## To be done
Output the line containing "Practice. Indicate each instance of the blurred ground" and all subsequent lines of the listing below, copied exactly, with no other lines.

## Given entries
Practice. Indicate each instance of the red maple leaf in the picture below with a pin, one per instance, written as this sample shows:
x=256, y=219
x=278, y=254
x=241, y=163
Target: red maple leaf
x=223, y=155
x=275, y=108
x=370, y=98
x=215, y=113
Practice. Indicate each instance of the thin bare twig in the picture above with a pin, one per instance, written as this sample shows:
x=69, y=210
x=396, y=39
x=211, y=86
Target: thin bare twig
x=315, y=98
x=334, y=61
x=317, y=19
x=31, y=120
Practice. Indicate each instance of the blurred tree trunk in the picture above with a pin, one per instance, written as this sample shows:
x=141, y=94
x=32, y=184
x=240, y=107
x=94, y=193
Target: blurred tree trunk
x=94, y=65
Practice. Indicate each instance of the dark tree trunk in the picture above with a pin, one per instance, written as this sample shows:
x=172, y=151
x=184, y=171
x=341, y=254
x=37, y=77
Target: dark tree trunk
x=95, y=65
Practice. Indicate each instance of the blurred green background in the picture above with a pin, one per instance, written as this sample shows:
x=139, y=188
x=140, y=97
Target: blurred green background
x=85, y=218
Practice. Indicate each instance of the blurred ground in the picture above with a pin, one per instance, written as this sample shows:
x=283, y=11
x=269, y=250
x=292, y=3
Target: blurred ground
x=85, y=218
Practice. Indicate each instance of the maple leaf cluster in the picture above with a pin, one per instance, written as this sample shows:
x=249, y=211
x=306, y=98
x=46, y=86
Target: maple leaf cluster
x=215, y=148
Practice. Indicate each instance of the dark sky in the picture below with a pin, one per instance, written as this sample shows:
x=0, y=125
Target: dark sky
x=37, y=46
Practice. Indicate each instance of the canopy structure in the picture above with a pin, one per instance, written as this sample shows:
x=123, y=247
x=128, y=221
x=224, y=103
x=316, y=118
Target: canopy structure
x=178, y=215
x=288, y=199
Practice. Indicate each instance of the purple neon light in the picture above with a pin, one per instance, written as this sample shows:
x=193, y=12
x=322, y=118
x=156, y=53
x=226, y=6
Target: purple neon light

## Result of the exercise
Practice. Indicate each instance of the blurred ground in the picture above with a pin, one per instance, written as this sample shows:
x=283, y=11
x=269, y=250
x=292, y=3
Target: blurred ground
x=85, y=218
Practice. Indicate each instance of the maple leaf cluster in the picture above with a pin, one per instance, written as this sample shows:
x=249, y=211
x=306, y=98
x=46, y=86
Target: maple leaf cluster
x=215, y=148
Practice. Indicate each instance of the dark sky in the picture below with a pin, one per instance, written as this sample shows:
x=0, y=125
Target: dark sky
x=37, y=46
Practice. Indicate each instance of the canopy structure in the picture above with a pin, one per instance, written as this sample shows:
x=123, y=247
x=128, y=221
x=224, y=103
x=316, y=118
Target: canopy structure
x=178, y=215
x=288, y=199
Practice. Indicate each instance of the purple neon light in the picture above with a pin, one per instance, written as this sample shows:
x=193, y=12
x=322, y=118
x=156, y=53
x=226, y=6
Target: purple neon light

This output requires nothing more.